▶ **EXERCISE REQUIREMENTS**
Please state how many lines of the records below contain the word "then". Give the number and nothing else.

▶ **Stored data**
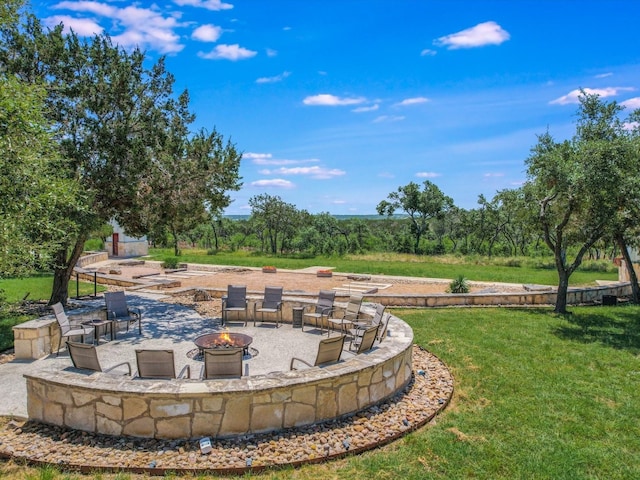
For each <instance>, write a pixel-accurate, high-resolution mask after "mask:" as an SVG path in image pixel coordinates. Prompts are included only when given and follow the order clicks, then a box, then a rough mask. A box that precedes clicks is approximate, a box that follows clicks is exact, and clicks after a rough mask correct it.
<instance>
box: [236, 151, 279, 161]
mask: <svg viewBox="0 0 640 480" xmlns="http://www.w3.org/2000/svg"><path fill="white" fill-rule="evenodd" d="M271 157H272V155H271V154H270V153H254V152H245V153H243V154H242V158H247V159H251V160H256V159H260V160H262V159H267V158H271Z"/></svg>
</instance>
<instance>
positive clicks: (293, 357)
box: [289, 335, 345, 370]
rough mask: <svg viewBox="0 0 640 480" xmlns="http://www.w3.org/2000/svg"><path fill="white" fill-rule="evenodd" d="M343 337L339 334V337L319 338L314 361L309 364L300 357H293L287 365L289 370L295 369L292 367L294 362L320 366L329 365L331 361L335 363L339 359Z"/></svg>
mask: <svg viewBox="0 0 640 480" xmlns="http://www.w3.org/2000/svg"><path fill="white" fill-rule="evenodd" d="M344 339H345V335H340V336H339V337H331V338H325V339H324V340H320V344H319V345H318V353H317V354H316V361H315V362H313V365H311V364H310V363H309V362H305V361H304V360H302V359H301V358H296V357H293V358H292V359H291V364H290V365H289V370H297V368H294V365H293V364H294V362H296V361H298V362H302V363H304V364H305V365H307V366H309V367H321V366H324V365H329V364H331V363H337V362H339V361H340V355H342V349H343V347H344Z"/></svg>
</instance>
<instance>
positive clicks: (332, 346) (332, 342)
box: [314, 335, 345, 366]
mask: <svg viewBox="0 0 640 480" xmlns="http://www.w3.org/2000/svg"><path fill="white" fill-rule="evenodd" d="M344 337H345V335H340V336H339V337H330V338H325V339H324V340H321V341H320V344H319V345H318V355H316V361H315V362H314V365H315V366H319V365H324V364H327V363H336V362H337V361H338V360H340V355H341V354H342V348H343V347H344Z"/></svg>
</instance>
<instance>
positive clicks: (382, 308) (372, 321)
mask: <svg viewBox="0 0 640 480" xmlns="http://www.w3.org/2000/svg"><path fill="white" fill-rule="evenodd" d="M386 308H387V307H386V306H385V305H382V304H381V303H378V304H377V305H376V312H375V313H374V314H373V318H371V320H369V321H363V322H353V325H354V327H355V328H352V329H350V330H349V333H350V334H351V336H352V337H356V336H359V335H361V334H362V332H363V331H364V330H365V329H366V328H367V327H370V326H372V325H376V326H378V329H380V324H381V322H382V318H383V316H384V311H385V310H386ZM378 331H379V330H378Z"/></svg>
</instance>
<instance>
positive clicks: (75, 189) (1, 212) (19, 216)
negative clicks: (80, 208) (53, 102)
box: [0, 75, 82, 276]
mask: <svg viewBox="0 0 640 480" xmlns="http://www.w3.org/2000/svg"><path fill="white" fill-rule="evenodd" d="M43 93H44V92H43V90H42V89H41V88H39V87H37V86H33V85H27V84H25V83H23V82H20V81H18V80H17V79H16V78H15V77H13V76H10V75H9V76H6V75H0V276H3V275H22V274H26V273H30V272H32V271H33V270H36V269H43V268H48V267H49V266H50V265H51V259H52V255H53V254H54V252H55V251H56V250H58V249H59V248H60V246H61V245H62V244H64V241H65V238H66V232H67V231H68V230H73V229H74V228H75V225H74V224H73V222H72V221H69V219H68V216H71V217H73V216H74V214H76V213H78V211H77V208H76V204H77V203H78V202H80V198H79V197H78V196H77V195H78V191H77V188H76V185H75V183H74V182H72V181H69V180H68V179H65V178H64V177H61V176H60V167H61V160H60V157H59V156H58V155H57V153H56V151H55V144H54V142H53V140H52V139H51V136H50V135H49V133H48V129H47V124H46V120H45V119H44V118H43V116H42V114H41V112H42V107H43V103H42V98H43ZM80 203H81V202H80ZM79 208H82V207H81V206H80V207H79Z"/></svg>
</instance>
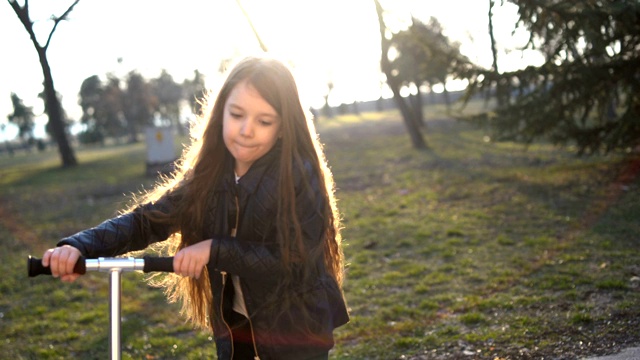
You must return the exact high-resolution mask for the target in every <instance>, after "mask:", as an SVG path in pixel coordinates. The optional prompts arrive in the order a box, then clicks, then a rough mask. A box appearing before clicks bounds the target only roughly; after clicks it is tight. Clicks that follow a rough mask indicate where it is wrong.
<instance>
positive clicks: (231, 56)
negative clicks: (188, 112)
mask: <svg viewBox="0 0 640 360" xmlns="http://www.w3.org/2000/svg"><path fill="white" fill-rule="evenodd" d="M240 1H241V4H242V6H243V7H244V9H245V10H246V11H247V13H248V14H249V16H250V18H251V20H252V22H253V24H254V26H255V28H256V29H257V31H258V33H259V34H260V36H261V38H262V40H263V42H264V43H265V44H266V46H267V47H268V48H269V52H270V53H271V54H272V55H273V56H276V57H278V58H281V59H283V60H285V61H287V62H289V63H290V64H291V66H292V68H293V71H294V75H295V76H296V78H297V82H298V87H299V89H300V91H301V95H302V97H303V101H305V104H306V105H309V106H314V107H319V106H321V105H322V103H323V102H324V98H323V96H324V95H325V94H326V93H327V83H328V82H329V81H331V82H332V83H333V85H334V87H333V90H332V92H331V97H330V98H329V102H330V104H332V105H338V104H340V103H351V102H353V101H366V100H373V99H377V98H378V97H380V96H381V95H382V96H384V97H389V96H390V92H389V91H388V89H381V85H380V84H381V79H383V77H382V75H381V74H380V66H379V61H380V36H379V28H378V20H377V15H376V12H375V6H374V2H373V0H323V1H312V0H271V1H263V0H240ZM19 3H23V1H19ZM71 3H73V1H72V0H31V1H30V2H29V7H30V13H31V19H32V20H33V21H34V23H35V29H36V36H37V38H38V40H39V42H40V43H41V44H44V43H45V42H46V38H47V36H48V35H49V33H50V31H51V27H52V26H53V21H50V20H49V19H50V17H51V15H61V14H62V13H63V12H64V11H65V10H66V9H67V8H68V7H69V5H71ZM380 3H381V4H382V6H383V7H384V8H385V10H386V11H387V12H388V17H386V18H385V20H386V21H387V24H388V25H389V26H390V27H391V28H392V30H400V29H402V28H403V27H406V26H407V25H408V24H409V19H410V17H411V16H414V17H415V18H417V19H419V20H421V21H423V22H427V21H428V20H429V17H436V18H437V19H438V20H439V21H440V22H441V23H442V24H443V26H444V29H445V30H444V32H445V34H446V35H447V36H448V37H449V38H450V39H451V40H452V41H458V42H460V43H461V51H462V53H463V54H465V55H467V56H468V57H469V58H470V59H471V60H472V61H474V62H476V63H477V64H479V65H482V66H485V67H489V66H490V65H491V52H490V47H489V36H488V33H487V29H488V19H487V12H488V2H487V1H479V0H447V1H436V0H380ZM515 10H516V9H515V6H513V5H511V6H509V3H507V5H506V6H504V7H501V8H499V9H497V10H496V11H495V17H494V22H495V23H496V35H497V40H498V43H499V46H500V47H501V48H502V49H514V48H516V47H517V46H519V45H522V44H524V42H525V41H526V36H525V35H523V34H518V33H516V34H512V31H513V28H514V24H515V20H516V17H515V16H516V12H515ZM0 34H2V36H0V49H2V53H3V54H4V56H3V57H2V62H1V63H0V64H1V66H0V126H1V125H2V124H3V123H6V121H7V120H6V117H7V115H9V114H10V113H12V111H13V107H12V105H11V101H10V95H11V93H16V94H17V95H18V96H19V97H20V98H21V99H23V101H24V103H25V105H27V106H32V107H33V108H34V111H35V113H36V114H38V115H40V114H41V113H42V112H43V106H42V101H41V100H39V99H38V98H37V95H38V93H40V92H41V91H42V79H43V76H42V68H41V66H40V63H39V62H38V58H37V54H36V51H35V49H34V47H33V44H32V42H31V39H30V38H29V36H28V34H27V32H26V30H25V29H24V27H23V26H22V24H21V23H20V21H19V20H18V18H17V16H16V15H15V13H14V12H13V9H12V8H11V6H10V5H9V4H8V3H7V2H2V3H0ZM261 51H262V50H261V49H260V47H259V44H258V42H257V40H256V38H255V35H254V34H253V32H252V30H251V27H250V26H249V23H248V22H247V19H246V18H245V17H244V16H243V14H242V12H241V10H240V7H239V6H238V2H237V0H182V1H179V2H178V1H173V0H109V1H106V0H102V1H99V0H92V1H89V0H81V1H80V2H79V3H78V4H77V5H76V7H75V8H74V9H73V11H72V12H71V13H70V16H69V17H68V21H64V22H61V23H60V24H59V25H58V27H57V29H56V31H55V33H54V34H53V36H52V38H51V43H50V45H49V48H48V51H47V56H48V59H49V63H50V65H51V69H52V73H53V79H54V84H55V87H56V90H57V91H58V93H60V94H61V95H62V105H63V107H64V109H65V110H66V111H67V113H68V115H69V117H70V118H72V119H79V117H80V115H81V110H80V107H79V105H78V92H79V89H80V85H81V84H82V81H83V80H84V79H86V78H88V77H90V76H92V75H98V76H100V78H102V79H106V75H107V74H108V73H112V74H115V75H116V76H118V77H119V78H124V77H125V76H126V74H127V73H129V72H130V71H132V70H136V71H138V72H139V73H141V74H142V75H143V76H145V77H146V78H148V79H151V78H155V77H158V75H159V74H160V72H161V71H162V69H166V70H167V71H168V72H169V74H171V75H172V76H173V78H174V80H175V81H176V82H180V83H181V82H182V81H183V80H184V79H186V78H193V74H194V71H195V70H198V71H199V72H201V73H203V74H204V75H205V78H206V81H207V84H206V85H207V87H209V88H215V87H216V86H217V84H218V83H219V81H220V74H219V73H218V69H219V66H220V62H221V61H222V60H223V59H229V58H235V59H237V58H240V57H243V56H247V55H253V54H259V53H260V52H261ZM500 59H501V60H502V63H501V64H500V67H501V68H502V69H504V70H508V69H513V68H518V67H522V66H524V65H526V64H528V63H535V62H536V61H539V58H537V57H536V56H535V54H524V58H523V54H522V53H521V52H518V51H515V52H514V51H509V52H504V53H502V54H501V57H500ZM450 86H454V84H450ZM44 122H46V116H39V123H44ZM14 131H15V129H12V128H11V127H6V128H5V130H4V131H1V130H0V141H3V139H6V138H7V137H11V135H12V132H14Z"/></svg>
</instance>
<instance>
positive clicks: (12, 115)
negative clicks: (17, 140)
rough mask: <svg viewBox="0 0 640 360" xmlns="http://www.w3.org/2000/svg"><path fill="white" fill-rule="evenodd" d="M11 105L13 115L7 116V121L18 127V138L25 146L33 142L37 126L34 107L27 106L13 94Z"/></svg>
mask: <svg viewBox="0 0 640 360" xmlns="http://www.w3.org/2000/svg"><path fill="white" fill-rule="evenodd" d="M11 103H12V105H13V113H12V114H9V115H7V119H8V120H9V122H12V123H14V124H15V125H16V126H17V127H18V137H19V138H20V140H21V141H22V142H23V143H24V144H28V143H30V142H33V140H34V136H33V128H34V126H35V122H34V118H35V115H34V113H33V107H31V106H26V105H25V104H24V102H22V99H20V97H19V96H18V95H16V94H14V93H11Z"/></svg>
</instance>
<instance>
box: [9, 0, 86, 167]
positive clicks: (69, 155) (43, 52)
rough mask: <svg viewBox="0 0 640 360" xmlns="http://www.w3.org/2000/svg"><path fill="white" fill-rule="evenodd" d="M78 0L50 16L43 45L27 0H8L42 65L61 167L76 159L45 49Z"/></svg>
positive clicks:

▶ **OUTPUT OF THE TASK**
2